[Begin GIVEN RECORDS]

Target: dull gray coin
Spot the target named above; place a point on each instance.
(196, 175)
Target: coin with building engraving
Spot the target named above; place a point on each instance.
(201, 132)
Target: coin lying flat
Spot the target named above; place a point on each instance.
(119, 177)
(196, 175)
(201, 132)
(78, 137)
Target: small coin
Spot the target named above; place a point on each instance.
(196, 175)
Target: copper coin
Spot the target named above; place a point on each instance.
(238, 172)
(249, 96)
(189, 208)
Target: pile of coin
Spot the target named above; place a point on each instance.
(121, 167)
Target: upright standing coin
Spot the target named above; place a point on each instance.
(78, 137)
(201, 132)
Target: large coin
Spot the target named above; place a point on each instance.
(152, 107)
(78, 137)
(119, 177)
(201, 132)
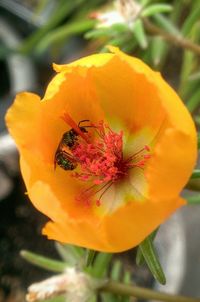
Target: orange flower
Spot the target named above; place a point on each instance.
(115, 177)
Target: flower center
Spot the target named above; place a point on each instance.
(98, 153)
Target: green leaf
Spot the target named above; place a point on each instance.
(101, 265)
(194, 76)
(195, 174)
(152, 260)
(158, 49)
(139, 33)
(126, 280)
(190, 21)
(56, 299)
(193, 199)
(116, 270)
(156, 9)
(44, 262)
(90, 256)
(139, 256)
(144, 2)
(194, 101)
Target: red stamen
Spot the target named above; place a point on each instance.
(101, 160)
(67, 118)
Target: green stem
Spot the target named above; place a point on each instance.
(177, 40)
(143, 293)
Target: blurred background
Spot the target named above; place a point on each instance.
(35, 33)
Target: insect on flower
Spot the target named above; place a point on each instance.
(130, 166)
(69, 140)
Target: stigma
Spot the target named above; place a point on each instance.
(101, 162)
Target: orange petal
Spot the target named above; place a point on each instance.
(124, 229)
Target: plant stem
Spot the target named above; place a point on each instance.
(140, 292)
(177, 40)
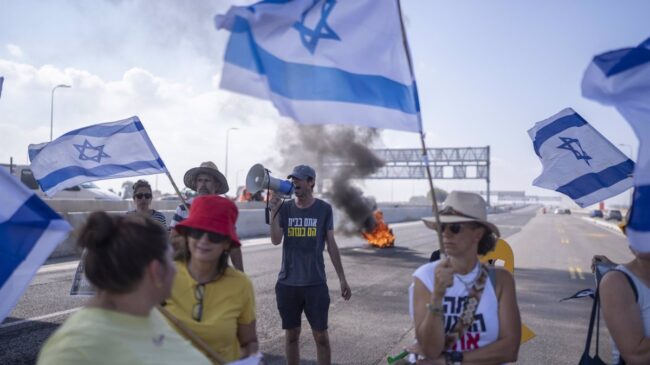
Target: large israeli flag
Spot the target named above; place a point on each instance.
(100, 151)
(621, 78)
(578, 161)
(29, 232)
(324, 61)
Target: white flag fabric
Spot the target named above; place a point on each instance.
(324, 61)
(100, 151)
(578, 161)
(621, 78)
(29, 231)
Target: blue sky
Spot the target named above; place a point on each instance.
(486, 72)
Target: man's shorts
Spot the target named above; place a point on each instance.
(314, 300)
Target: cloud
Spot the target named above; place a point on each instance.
(186, 125)
(15, 51)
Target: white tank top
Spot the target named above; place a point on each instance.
(485, 329)
(644, 304)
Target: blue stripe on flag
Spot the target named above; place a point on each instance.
(107, 130)
(324, 83)
(102, 171)
(639, 220)
(616, 62)
(566, 122)
(20, 233)
(592, 182)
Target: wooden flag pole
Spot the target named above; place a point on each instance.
(193, 337)
(425, 156)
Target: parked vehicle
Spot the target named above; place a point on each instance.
(614, 215)
(596, 213)
(84, 191)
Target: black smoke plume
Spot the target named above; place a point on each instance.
(339, 154)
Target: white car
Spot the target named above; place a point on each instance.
(84, 191)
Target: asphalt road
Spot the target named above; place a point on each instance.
(552, 257)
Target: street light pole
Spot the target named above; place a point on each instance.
(52, 108)
(227, 140)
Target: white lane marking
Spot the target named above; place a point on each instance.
(46, 316)
(58, 267)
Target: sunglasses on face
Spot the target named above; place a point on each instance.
(212, 237)
(197, 309)
(453, 227)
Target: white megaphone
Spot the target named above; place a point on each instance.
(259, 178)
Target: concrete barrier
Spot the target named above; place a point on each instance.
(250, 223)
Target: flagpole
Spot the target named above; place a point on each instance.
(193, 337)
(177, 191)
(425, 156)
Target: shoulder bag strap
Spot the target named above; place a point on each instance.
(595, 312)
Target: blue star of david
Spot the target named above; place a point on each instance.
(568, 145)
(82, 148)
(310, 37)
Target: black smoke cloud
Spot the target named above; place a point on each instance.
(341, 154)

[End GIVEN RECORDS]

TASK PROMPT:
Copy out all the items above, substituting "occurrence" for each "instance" and leaving everything else as it is. Omit the pictures.

RESPONSE TO THIS EXERCISE:
Target: dull gray coin
Spot the target named above; place a point on each occurrence.
(196, 175)
Target: coin with building engraving
Spot the target named above; place a point on each occurrence.
(201, 132)
Target: coin lying flat
Spot the target named above; place a point on each occurrence.
(119, 177)
(196, 175)
(201, 132)
(78, 137)
Target: small coin
Spot the target named above; place a point on each occurrence.
(196, 175)
Target: copper coin
Spot the target named above; place a point on each occurrence.
(238, 172)
(249, 96)
(189, 208)
Target: pile of coin
Spot the target named above; place a point on each occurrence.
(121, 167)
Target: upright standing coin
Spot the target named above; place a point on each occurrence.
(78, 137)
(201, 132)
Target: large coin
Spot the target named above; place a point on each occurrence.
(152, 107)
(78, 137)
(119, 177)
(201, 132)
Target: orange flower
Spot the target named above; place a point on each occurrence.
(115, 177)
Target: flower center
Spot the target named above; place a point on each occurrence.
(98, 153)
Target: green leaf
Spot the target named above; place a point on each occurrence.
(101, 265)
(194, 76)
(195, 174)
(152, 260)
(158, 49)
(139, 33)
(126, 280)
(190, 21)
(56, 299)
(193, 199)
(116, 270)
(156, 9)
(44, 262)
(90, 256)
(139, 256)
(144, 2)
(194, 101)
Target: red stamen
Spot the target named above; place a point on each occurrence.
(101, 160)
(67, 118)
Target: green stem
Spot the target named above; place a point on each occurrence.
(177, 40)
(143, 293)
Target: blurred background
Spot the target named above; place a point on each occurrence.
(35, 33)
Target: insect on flower
Spot the target named above; place a point on each occurrence.
(130, 166)
(69, 140)
Target: stigma
Spot the target named above; place a point on each occurrence.
(101, 162)
Target: orange petal
Spot the target named above; place a point on each occurrence.
(124, 229)
Target: plant stem
Spot the target named above; place a point on each occurrence.
(140, 292)
(177, 40)
Target: large israeli flag
Spot the target named above; place a point on each occurrence.
(100, 151)
(621, 78)
(578, 161)
(29, 232)
(324, 61)
Target: white flag fabric
Spot the target named above; place a point on each occurrence.
(324, 61)
(100, 151)
(578, 161)
(621, 78)
(29, 231)
Target: blue sky
Spot the target named above; place a point on each occurrence.
(486, 72)
Target: man's shorts
Spot the target named above; place a point on each occurrence.
(314, 300)
Target: cloud
Spot the target named above; place a point on each occurrence.
(186, 125)
(15, 51)
Target: white tank top
Spot the target named above; place a point on each occurrence.
(485, 329)
(644, 304)
Target: blue stripe on flag
Spot the target named above; place a point on each occurrence.
(107, 130)
(324, 83)
(102, 171)
(639, 220)
(616, 62)
(566, 122)
(20, 233)
(592, 182)
Target: wooden flag pole
Spot the target named above; place a point on each occurrence.
(193, 337)
(425, 156)
Target: parked vehicle
Spot the target named above; place a point on each occurrence.
(614, 215)
(596, 213)
(84, 191)
Target: black smoke plume
Spot the target named above; place a point on each occurrence.
(339, 154)
Target: white car
Spot the target named above; place a point on each occurrence.
(84, 191)
Target: asphalt road
Spot the target named above; place a point on each occurrence.
(552, 257)
Target: street light pole
Spot the target named above; place a point on each occurrence.
(52, 108)
(227, 140)
Target: white lane marking
Spot the target named above; place a point on each occurrence.
(46, 316)
(58, 267)
Target: sunglasses on face
Spot the target named above; place a point on each occurrence.
(212, 237)
(197, 309)
(453, 227)
Target: white megaphone
Spot the target named above; place a point on each occurrence.
(259, 178)
Target: concrete barrier
Spot the target named above; place a point on each occurrence.
(250, 223)
Target: flagpole
Spot the target named above; place a point on each occurrence.
(193, 337)
(177, 191)
(425, 156)
Target: shoulder bag strap
Spot the target named above; place a point on each occurrence.
(595, 312)
Target: blue star of david
Spot the target named above; place a point on each occurrence.
(568, 145)
(82, 148)
(310, 37)
Target: black smoke cloud
Spot the target named above; place a point on each occurrence.
(341, 154)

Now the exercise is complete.